Dans la rue Jean-Jacques Rousseau, où j’ai vécu gamin, existe une authentique curiosité parisienne : la galerie Véro- Dodat.
Pure splendeur du dix neuvième siècle (1826) cette merveille fut dessinée et financée par un charcutier – Qui a dit que ces derniers étaient de gros bœufs ? – monsieur Benoît Véro et un financier, monsieur Dodat. La galerie devint très vite populaire par la proximité des Messageries Laffitte et Gaillard, dont l’entrée se situait rue Jean-Jacques Rousseau, dans la cour de mon immeuble de gosse, en fait. Les voyageurs, qui attendaient leurs diligences, flânaient devant les nombreuses boutiques, luxueuses et variées, alignées en géométrie impeccable, le long de la galerie.
Le passage Véro-Dodat, vue de la rue Jean-Jacques Rousseau
C’est aussi dans cette magie d’autrefois que Robert Capia installa son incroyable magasin de jouets.
Surtout réputé pour sa collection impressionnante de poupées du temps d’avant, Capia était devenu, au fur et à mesure des années, l’âme du passage. On allait dans la galerie voir Capia, l’antiquaire, l’expert et aussi, l’ami. On buvait un coup avec lui au café de l’Epoque.
Doisneau, Deneuve, d’autres.
Et moi.
Gosse haut comme trois pommes à qui Capia demandait toujours comment j’allais, une main amicale dans mes cheveux sales et frisés et le sourire aux lèvres. J’admirais le bonhomme. Non pas pour les célébrités qui ouvraient la porte de sa boutique. Mais pour la boutique en question : un incroyable bric à brac de poupées, certaines désarticulées, la tête pendante et le regard vide. A l’image d’un destin brisé. D’autres, bien au contraire, dressées, prêtes à danser – c’est ce que je pensais – dans un équilibre charmant et parfait. Au milieu de ce joyeux paradis en vrac, Capia.

### Liste des tâches
a: Selon le texte sur la galerie Véro-Dodat, quelles deux personnes ont dessiné et financé cette galerie ?
b: Recopiez s'il vous plaît, dans le texte sur la galerie Véro-Dodat, le passage qui commence par « Pure splendeur du » et se poursuit jusqu'à « magasin de jouets. ».

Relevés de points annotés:
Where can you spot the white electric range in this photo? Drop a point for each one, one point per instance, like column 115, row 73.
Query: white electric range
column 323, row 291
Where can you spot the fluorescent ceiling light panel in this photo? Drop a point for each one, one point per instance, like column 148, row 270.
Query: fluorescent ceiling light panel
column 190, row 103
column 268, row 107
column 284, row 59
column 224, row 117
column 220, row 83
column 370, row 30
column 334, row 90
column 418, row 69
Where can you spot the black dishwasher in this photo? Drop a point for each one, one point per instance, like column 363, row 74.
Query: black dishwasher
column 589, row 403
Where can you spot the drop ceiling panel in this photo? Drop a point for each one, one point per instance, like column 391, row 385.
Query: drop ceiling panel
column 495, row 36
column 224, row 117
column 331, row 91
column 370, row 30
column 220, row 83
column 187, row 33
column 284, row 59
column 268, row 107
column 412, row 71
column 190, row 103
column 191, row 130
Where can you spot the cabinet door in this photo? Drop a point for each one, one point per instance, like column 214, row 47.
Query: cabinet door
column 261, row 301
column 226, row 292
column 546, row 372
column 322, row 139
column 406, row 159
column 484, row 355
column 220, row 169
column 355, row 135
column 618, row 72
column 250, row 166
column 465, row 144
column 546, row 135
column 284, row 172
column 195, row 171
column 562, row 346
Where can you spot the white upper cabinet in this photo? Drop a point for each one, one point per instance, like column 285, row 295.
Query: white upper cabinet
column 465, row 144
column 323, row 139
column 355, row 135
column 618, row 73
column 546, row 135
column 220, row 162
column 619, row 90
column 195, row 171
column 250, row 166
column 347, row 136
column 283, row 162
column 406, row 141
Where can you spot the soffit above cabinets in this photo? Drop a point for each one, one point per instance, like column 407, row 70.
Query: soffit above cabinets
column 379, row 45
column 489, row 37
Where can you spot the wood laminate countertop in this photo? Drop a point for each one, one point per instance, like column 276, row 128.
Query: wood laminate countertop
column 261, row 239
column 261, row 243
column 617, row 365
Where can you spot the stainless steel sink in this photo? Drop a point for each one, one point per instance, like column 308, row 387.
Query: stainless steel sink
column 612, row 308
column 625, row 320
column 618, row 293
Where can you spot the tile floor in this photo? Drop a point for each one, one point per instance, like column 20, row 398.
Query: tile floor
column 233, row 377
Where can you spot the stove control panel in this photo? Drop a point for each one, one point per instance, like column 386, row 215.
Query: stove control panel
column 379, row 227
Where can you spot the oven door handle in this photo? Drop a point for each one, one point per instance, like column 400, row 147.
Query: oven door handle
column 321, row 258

### Réponses par tâche
a: Monsieur Benoît Véro, un charcutier, et monsieur Dodat, un financier.

b:
Pure splendeur du dix neuvième siècle (1826) cette merveille fut dessinée et financée par un charcutier – Qui a dit que ces derniers étaient de gros bœufs ? – monsieur Benoît Véro et un financier, monsieur Dodat. La galerie devint très vite populaire par la proximité des Messageries Laffitte et Gaillard, dont l’entrée se situait rue Jean-Jacques Rousseau, dans la cour de mon immeuble de gosse, en fait. Les voyageurs, qui attendaient leurs diligences, flânaient devant les nombreuses boutiques, luxueuses et variées, alignées en géométrie impeccable, le long de la galerie.
Le passage Véro-Dodat, vue de la rue Jean-Jacques Rousseau
C’est aussi dans cette magie d’autrefois que Robert Capia installa son incroyable magasin de jouets.